What the task asks: Please copy exactly the lines that begin with the one containing "Task: place one pin on each instance of the rearview" and end with the last line of the entries.

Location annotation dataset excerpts

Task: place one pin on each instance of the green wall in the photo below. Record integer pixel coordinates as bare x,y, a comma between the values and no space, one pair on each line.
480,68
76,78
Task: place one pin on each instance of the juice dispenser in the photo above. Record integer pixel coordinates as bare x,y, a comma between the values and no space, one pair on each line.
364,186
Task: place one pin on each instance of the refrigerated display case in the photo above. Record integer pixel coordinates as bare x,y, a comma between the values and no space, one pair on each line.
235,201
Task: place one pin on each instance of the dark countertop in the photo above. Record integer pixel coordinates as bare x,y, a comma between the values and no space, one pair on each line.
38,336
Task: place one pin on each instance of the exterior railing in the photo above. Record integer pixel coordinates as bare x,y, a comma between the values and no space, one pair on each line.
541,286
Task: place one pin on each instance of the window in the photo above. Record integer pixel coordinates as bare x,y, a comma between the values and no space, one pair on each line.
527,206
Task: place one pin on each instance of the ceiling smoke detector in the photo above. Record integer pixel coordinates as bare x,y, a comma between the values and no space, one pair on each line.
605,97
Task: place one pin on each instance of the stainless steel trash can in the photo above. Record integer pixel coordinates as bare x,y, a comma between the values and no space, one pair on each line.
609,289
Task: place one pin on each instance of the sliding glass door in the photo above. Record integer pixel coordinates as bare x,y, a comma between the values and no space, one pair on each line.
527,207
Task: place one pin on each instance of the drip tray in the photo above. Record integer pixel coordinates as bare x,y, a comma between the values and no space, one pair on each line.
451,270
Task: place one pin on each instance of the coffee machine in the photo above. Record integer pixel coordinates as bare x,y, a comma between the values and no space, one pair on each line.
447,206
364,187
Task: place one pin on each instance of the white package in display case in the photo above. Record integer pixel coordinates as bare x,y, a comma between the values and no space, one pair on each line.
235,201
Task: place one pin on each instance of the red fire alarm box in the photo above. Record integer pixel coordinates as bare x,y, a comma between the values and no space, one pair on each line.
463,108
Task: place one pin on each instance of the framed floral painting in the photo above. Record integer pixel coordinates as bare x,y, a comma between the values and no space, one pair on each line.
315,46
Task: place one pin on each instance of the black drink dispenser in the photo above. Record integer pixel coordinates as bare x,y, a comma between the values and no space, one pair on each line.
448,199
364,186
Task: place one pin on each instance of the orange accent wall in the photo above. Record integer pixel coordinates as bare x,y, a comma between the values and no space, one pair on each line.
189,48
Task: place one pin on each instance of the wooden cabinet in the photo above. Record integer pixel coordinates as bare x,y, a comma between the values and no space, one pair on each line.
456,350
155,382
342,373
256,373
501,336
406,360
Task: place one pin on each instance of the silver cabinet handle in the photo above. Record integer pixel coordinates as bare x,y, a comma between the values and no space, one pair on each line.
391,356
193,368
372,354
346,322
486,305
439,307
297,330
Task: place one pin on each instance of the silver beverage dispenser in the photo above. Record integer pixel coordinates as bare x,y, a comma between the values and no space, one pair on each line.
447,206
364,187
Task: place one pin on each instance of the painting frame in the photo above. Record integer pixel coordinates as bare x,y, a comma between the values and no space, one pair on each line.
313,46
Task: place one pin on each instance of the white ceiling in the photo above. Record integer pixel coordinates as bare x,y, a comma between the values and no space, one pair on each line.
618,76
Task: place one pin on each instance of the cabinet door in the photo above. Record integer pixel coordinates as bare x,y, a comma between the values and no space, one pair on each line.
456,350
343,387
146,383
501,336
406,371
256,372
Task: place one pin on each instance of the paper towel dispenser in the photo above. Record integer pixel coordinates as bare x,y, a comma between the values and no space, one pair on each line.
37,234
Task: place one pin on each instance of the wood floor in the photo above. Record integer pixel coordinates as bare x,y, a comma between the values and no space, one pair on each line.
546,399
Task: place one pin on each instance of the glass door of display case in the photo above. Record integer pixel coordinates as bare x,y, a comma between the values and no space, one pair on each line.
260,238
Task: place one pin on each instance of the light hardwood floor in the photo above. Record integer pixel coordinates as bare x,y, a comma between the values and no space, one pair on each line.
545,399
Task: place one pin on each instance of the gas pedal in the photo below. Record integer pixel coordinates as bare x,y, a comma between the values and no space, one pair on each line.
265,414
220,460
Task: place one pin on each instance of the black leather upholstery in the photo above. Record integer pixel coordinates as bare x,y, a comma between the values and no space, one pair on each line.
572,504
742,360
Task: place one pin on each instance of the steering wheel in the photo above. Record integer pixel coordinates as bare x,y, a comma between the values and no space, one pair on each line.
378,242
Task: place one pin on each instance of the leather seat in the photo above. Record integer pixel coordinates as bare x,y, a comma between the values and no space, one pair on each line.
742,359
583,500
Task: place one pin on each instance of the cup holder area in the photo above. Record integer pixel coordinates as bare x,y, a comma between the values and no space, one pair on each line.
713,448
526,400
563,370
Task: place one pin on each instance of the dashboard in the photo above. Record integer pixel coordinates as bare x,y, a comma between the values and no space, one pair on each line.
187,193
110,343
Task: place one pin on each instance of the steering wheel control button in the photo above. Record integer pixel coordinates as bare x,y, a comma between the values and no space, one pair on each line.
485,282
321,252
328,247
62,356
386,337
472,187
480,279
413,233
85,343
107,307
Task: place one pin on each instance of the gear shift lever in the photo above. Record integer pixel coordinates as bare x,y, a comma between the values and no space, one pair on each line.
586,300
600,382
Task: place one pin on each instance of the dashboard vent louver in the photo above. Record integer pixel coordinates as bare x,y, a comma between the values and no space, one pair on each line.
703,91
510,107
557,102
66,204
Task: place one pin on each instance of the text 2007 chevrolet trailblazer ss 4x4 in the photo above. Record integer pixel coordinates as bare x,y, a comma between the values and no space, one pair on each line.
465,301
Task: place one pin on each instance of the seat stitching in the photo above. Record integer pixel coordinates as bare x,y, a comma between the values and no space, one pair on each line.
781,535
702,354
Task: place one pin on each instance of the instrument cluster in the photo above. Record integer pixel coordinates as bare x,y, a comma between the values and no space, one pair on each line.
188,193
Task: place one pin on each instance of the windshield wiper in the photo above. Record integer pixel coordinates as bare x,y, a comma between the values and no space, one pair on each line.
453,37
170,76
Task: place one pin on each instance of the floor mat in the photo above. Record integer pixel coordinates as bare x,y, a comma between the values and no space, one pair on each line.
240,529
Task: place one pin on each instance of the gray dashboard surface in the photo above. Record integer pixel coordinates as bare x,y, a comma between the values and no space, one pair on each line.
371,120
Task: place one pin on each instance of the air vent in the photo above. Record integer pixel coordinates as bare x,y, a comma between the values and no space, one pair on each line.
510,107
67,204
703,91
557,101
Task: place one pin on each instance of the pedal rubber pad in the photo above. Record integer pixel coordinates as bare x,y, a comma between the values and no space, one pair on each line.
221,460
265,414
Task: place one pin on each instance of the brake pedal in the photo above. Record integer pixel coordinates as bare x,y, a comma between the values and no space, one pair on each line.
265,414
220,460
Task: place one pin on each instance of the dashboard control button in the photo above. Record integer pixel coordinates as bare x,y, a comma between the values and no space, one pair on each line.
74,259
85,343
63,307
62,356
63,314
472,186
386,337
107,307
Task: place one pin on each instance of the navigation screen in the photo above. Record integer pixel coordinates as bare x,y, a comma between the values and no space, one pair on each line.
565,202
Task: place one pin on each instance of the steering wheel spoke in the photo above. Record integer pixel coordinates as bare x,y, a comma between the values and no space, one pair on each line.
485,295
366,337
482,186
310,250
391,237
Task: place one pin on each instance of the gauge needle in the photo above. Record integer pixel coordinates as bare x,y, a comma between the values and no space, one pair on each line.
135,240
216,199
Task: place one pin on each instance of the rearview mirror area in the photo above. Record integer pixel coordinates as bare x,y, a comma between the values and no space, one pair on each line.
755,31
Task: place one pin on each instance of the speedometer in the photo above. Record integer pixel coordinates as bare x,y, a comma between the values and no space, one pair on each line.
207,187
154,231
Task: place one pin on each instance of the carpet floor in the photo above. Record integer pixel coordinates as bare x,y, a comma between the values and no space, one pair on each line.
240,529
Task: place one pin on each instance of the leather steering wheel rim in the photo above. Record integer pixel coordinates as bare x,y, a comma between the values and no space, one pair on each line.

Expected answer:
Task: place one pin on each instance of the rearview mirror area in the photo above. Record integer pixel coordinates as bare x,y, a comma between the values and no space, one pair on each line.
755,31
Task: place one pin on each instance of the speedometer in the photo above. Record integer pixel coordinates as bare x,y, a comma between the values and no space, one pair on each line.
207,187
154,231
Task: place one pin on each instance of the carpet floor in the photo above. Record integer pixel coordinates as bare x,y, a comma between the values and no space, one pair on each line.
240,529
Task: place one pin on each instance of the leather steering wheel rim in the photo above. Record integer pixel coordinates as bare x,y, a comma between the values and no space, one pair on each line.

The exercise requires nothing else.